Image-grounded pointing data =
'''
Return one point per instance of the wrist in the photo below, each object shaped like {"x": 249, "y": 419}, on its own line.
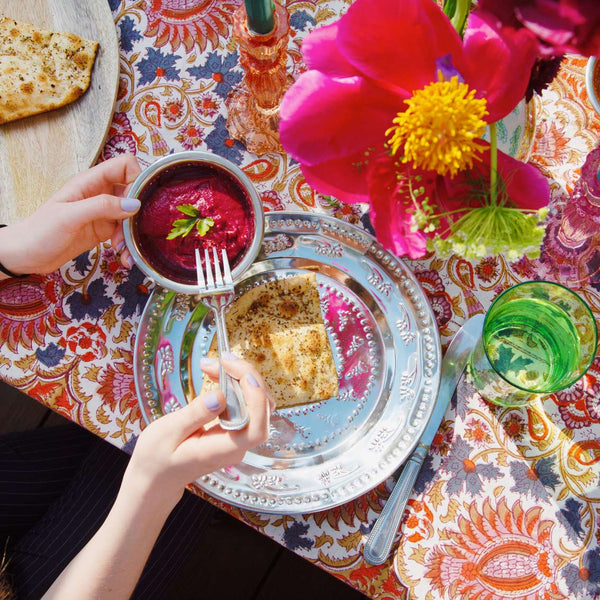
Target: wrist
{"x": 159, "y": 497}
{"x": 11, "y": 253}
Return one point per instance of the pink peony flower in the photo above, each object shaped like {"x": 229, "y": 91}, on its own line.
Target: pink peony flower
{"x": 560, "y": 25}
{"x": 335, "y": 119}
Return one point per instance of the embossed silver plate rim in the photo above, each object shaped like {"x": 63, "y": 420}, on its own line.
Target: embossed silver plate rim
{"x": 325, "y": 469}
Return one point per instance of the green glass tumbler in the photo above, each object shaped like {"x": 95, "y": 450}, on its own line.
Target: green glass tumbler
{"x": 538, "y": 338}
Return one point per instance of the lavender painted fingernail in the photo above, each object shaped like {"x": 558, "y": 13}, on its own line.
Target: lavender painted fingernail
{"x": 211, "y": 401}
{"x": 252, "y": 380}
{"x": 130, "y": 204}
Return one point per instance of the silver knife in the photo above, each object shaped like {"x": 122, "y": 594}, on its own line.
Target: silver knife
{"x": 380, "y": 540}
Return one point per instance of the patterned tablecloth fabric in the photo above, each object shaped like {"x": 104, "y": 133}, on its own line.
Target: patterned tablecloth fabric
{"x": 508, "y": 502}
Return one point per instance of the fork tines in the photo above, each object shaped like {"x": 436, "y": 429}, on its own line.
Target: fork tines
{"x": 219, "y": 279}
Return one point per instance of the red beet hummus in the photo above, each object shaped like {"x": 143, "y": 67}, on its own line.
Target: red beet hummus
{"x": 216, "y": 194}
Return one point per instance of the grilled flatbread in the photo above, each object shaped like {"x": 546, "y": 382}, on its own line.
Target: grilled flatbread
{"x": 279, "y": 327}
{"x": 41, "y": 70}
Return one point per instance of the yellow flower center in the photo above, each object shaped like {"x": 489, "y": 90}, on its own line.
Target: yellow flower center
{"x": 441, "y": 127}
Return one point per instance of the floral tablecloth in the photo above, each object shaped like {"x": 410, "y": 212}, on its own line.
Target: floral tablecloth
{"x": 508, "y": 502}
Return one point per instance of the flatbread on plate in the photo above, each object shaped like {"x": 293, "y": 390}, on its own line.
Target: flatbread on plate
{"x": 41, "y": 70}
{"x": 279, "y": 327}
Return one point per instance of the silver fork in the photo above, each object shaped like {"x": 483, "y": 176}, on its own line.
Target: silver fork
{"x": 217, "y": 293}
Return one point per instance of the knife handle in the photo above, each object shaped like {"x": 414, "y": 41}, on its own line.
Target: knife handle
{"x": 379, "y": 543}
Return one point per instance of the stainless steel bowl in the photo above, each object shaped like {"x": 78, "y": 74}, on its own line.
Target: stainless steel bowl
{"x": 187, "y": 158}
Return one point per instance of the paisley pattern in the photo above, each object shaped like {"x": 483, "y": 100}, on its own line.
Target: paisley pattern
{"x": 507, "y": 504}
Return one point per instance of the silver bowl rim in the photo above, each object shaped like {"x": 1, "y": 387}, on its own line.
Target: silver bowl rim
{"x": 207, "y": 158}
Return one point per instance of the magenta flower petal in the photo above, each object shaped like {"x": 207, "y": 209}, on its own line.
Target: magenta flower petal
'''
WHAT YOU NEED TO DO = Repeat each entry precisely as it appears. Leave the pictures out.

WRITTEN ANSWER =
Return one point per instance of the wrist in the photo below, each object shaped like {"x": 249, "y": 419}, on its own line.
Target: wrist
{"x": 159, "y": 497}
{"x": 11, "y": 253}
Return one point per instance of the pink peony flower in the photo above, each object shaped like {"x": 229, "y": 91}, on its own line.
Target: pink peony flower
{"x": 560, "y": 25}
{"x": 335, "y": 119}
Return one point per instance of the embossed silver plate rim in the photo above, each object shaped like {"x": 63, "y": 420}, on its own line.
Target: embossed silver plate rim
{"x": 325, "y": 469}
Return one point per instance of the green glass tumbler in the photo above, each object shaped like {"x": 95, "y": 450}, on its own line.
Target: green glass tumbler
{"x": 538, "y": 338}
Return one point per instance of the lavender painted fingernail in the photo above, each object shaped like {"x": 558, "y": 13}, on its own line.
Target: lavender painted fingernail
{"x": 211, "y": 401}
{"x": 252, "y": 380}
{"x": 130, "y": 204}
Return one point per instance of the silver knife in the photo above, each object shaped like {"x": 122, "y": 594}, on its own line.
Target: silver knife
{"x": 380, "y": 540}
Return one point per instance of the patterned tablecloth fabric in the photo above, each object shaped like {"x": 104, "y": 133}, on its own line.
Target: patterned tablecloth fabric
{"x": 508, "y": 502}
Return one point per instance of the fork tines in the photo above, each object shaped like {"x": 436, "y": 429}, on its own line.
Target: fork tines
{"x": 219, "y": 279}
Return one point per instance of the red beet hummus in the photo above, each object shaped like {"x": 143, "y": 67}, on its own line.
Target: red beet hummus
{"x": 216, "y": 194}
Return one point per instance of the grilled flatbread in the photo above, each object shaped like {"x": 546, "y": 382}, on its own line.
Target: grilled flatbread
{"x": 279, "y": 327}
{"x": 41, "y": 70}
Return one point per instance of the yellow flower center in the photo above, each object shaped like {"x": 489, "y": 90}, on its own line.
Target: yellow flower center
{"x": 441, "y": 127}
Return one point per instance of the floral tablecloth in the photo above, each object shaped like {"x": 410, "y": 212}, on its own line.
Target: floral tablecloth
{"x": 508, "y": 502}
Return one point per instance of the flatbread on plate in the photo above, each object shaped like {"x": 293, "y": 390}, on its own line.
Target: flatbread on plate
{"x": 41, "y": 70}
{"x": 279, "y": 327}
Return one point per instance of the silver fork in the photo above, each object shaped like {"x": 483, "y": 176}, on its own line.
Target: silver fork
{"x": 217, "y": 293}
Return one point per instance of the knife handle in the photo above, each object shaped like {"x": 414, "y": 41}, on its own line.
Target: knife handle
{"x": 379, "y": 543}
Return one point per instance of the stainless steel bowl in the photo above, each object shaped like {"x": 78, "y": 74}, on its own line.
Target: stainless steel bowl
{"x": 187, "y": 158}
Return one point per instance of the paisley pattern in the photo above, each object shaped like {"x": 483, "y": 100}, on its own line.
Target: paisley pattern
{"x": 507, "y": 504}
Return one point per instance of the silver bowl rim in the photo above, each object shaped like {"x": 1, "y": 387}, on its own line.
Target: silver bowl rim
{"x": 207, "y": 158}
Return one point per instance of the magenta flower petal in the photo above, each object shaped like {"x": 207, "y": 209}, on its own line.
Target: magenta flower petal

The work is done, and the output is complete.